▶ WHAT IS NEEDED:
In your copy, the records appear word for word and the pictures do not appear at all.

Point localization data
^^^^^^^^^^^^^^^^

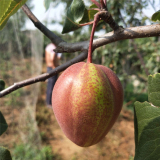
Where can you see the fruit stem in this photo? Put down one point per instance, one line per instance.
(96, 20)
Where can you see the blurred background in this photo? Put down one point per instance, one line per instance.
(33, 133)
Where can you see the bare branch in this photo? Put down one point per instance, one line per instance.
(54, 38)
(126, 33)
(44, 76)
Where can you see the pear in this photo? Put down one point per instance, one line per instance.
(86, 100)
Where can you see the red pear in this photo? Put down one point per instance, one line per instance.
(86, 100)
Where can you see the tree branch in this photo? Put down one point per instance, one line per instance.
(117, 35)
(126, 33)
(44, 76)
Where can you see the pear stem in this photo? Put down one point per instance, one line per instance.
(96, 20)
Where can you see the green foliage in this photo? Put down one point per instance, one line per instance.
(7, 9)
(5, 154)
(47, 3)
(156, 16)
(147, 117)
(3, 124)
(154, 89)
(2, 84)
(76, 14)
(27, 152)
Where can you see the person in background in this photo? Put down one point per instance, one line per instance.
(52, 61)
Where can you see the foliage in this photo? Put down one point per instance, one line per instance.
(32, 152)
(121, 57)
(156, 16)
(147, 122)
(5, 154)
(2, 84)
(7, 9)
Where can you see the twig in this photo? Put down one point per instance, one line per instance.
(44, 76)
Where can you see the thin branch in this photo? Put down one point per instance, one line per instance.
(96, 3)
(126, 33)
(44, 76)
(152, 4)
(54, 38)
(103, 5)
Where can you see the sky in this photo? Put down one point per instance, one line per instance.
(42, 14)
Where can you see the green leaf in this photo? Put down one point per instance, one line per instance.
(2, 84)
(5, 154)
(154, 89)
(47, 4)
(156, 16)
(7, 9)
(76, 14)
(3, 124)
(91, 13)
(147, 131)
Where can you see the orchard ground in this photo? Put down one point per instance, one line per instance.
(118, 144)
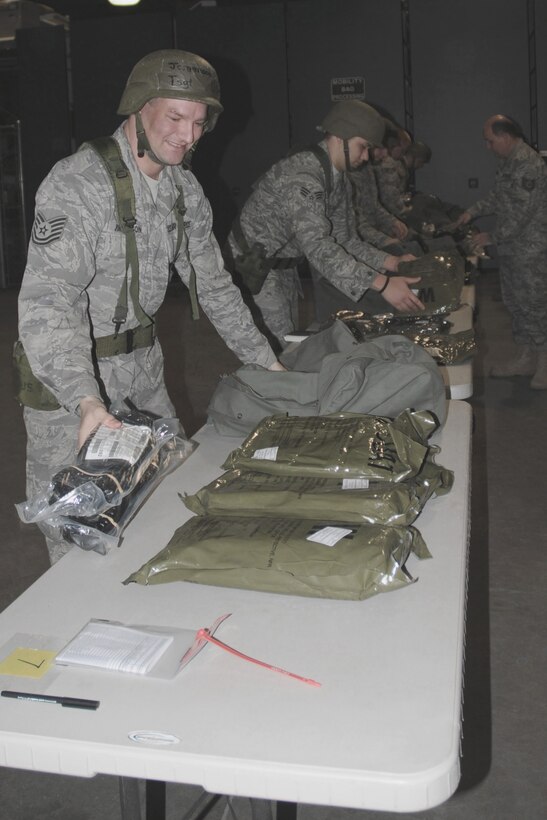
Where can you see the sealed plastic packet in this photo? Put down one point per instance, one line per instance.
(348, 445)
(347, 500)
(89, 502)
(290, 556)
(430, 332)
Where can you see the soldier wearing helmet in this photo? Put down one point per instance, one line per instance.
(392, 174)
(375, 224)
(300, 209)
(96, 276)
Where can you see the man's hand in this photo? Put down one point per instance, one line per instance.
(391, 263)
(276, 366)
(92, 413)
(397, 292)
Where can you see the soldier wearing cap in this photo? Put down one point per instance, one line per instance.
(86, 344)
(518, 201)
(375, 224)
(301, 209)
(392, 174)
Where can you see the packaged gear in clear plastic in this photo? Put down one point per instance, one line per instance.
(89, 502)
(430, 332)
(290, 556)
(442, 277)
(350, 445)
(357, 501)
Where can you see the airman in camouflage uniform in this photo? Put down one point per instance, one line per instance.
(301, 209)
(375, 224)
(519, 202)
(392, 174)
(77, 261)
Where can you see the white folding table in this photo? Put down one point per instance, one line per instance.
(383, 730)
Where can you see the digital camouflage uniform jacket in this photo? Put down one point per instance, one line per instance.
(75, 269)
(518, 200)
(392, 181)
(375, 224)
(291, 213)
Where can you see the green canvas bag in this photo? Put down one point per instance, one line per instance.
(342, 444)
(246, 493)
(277, 555)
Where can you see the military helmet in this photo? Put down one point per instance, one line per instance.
(173, 74)
(354, 118)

^^^^^^^^^^^^^^^^

▶ WRITTEN SOLUTION:
Where can you see the fruit stem in this photo? Put down one point per instance, one line per instance.
(96, 20)
Where can you see the blurred background in this photo? Put down one point per instance, one line per instance.
(33, 133)
Where can you see the bare branch in this photo? Put down one point per instance, one line per instance.
(54, 38)
(126, 33)
(44, 76)
Where can you see the pear in this photo? Put down one point per instance, one line per instance.
(86, 100)
Where can you see the red pear in this photo? Put down one point per instance, one line per instance.
(86, 100)
Where can you see the tree branch in this photo? Put down one point per instance, one line per instance.
(117, 35)
(126, 33)
(44, 76)
Where can you see the pear stem in this photo? Put down one point per instance, one line per instance.
(96, 20)
Where can you see the green foliage in this photo? Put down one point per instance, one line per instance.
(7, 9)
(5, 154)
(47, 3)
(156, 16)
(147, 117)
(3, 124)
(154, 89)
(2, 84)
(76, 14)
(27, 152)
Where can you see the person in background in this photo? Put down one point per instance, one line per instance.
(52, 61)
Where can you see the foliage in this photo? Put down one point per instance, one line per instance.
(32, 152)
(121, 57)
(156, 16)
(147, 122)
(5, 154)
(2, 84)
(7, 9)
Where can you see the twig in this photo? Put down one point per instance, one line per instance.
(44, 76)
Where can you see the thin branch in this photo? Put down one point per instance, one line per instance.
(96, 3)
(126, 33)
(44, 76)
(152, 4)
(54, 38)
(103, 5)
Where can you see the sky in this photo? Put down one point per instance, one line per instance.
(42, 14)
Where can you see the green leaf in this photo? Put down one point per instance, one line per instance.
(2, 84)
(5, 154)
(154, 89)
(47, 4)
(156, 16)
(7, 9)
(76, 14)
(3, 124)
(91, 13)
(147, 131)
Where can you see the orchard ground in this photo? Put down one point per instance, one line per instance.
(118, 144)
Where can you see the sealed plastic packet in this photo? Put down one point per instance, one line per instance.
(348, 445)
(347, 500)
(89, 502)
(290, 556)
(430, 332)
Where can you see the soldier wearing helmet in this photo? Put down one point per instance, one line per instance.
(392, 174)
(375, 224)
(300, 209)
(96, 276)
Where can you see the man's hand in this photo? Put down one point per instance, one line per instance.
(391, 263)
(276, 366)
(92, 413)
(397, 292)
Where can you see the soldier wearing cap in this photo? Put down one point per instance, one line per instance.
(86, 344)
(518, 201)
(375, 224)
(301, 209)
(392, 174)
Where can you see the packaged gear in clear plastic in this photo? Put down one point per instance, one line per instance.
(89, 502)
(430, 332)
(290, 556)
(442, 277)
(350, 445)
(357, 501)
Where can you see the airman in camouflage uniform in this photo? Put down one point per instance, one line per instance.
(301, 209)
(375, 224)
(519, 202)
(392, 174)
(77, 261)
Where can you see the white folding table in this photo? Put down one point per instance, one line per instance.
(383, 730)
Where can you see the digital camouflage uniform jacket in this photo? Put down one point per instance, one line per instance.
(75, 269)
(518, 200)
(392, 181)
(375, 224)
(291, 213)
Where can you see the green canvas bag in this photo? Put down one point per instance, one line per instance.
(342, 444)
(246, 493)
(277, 555)
Where can you see the military helmet in this photo? Put down one point per instance, one line per instance.
(173, 74)
(354, 118)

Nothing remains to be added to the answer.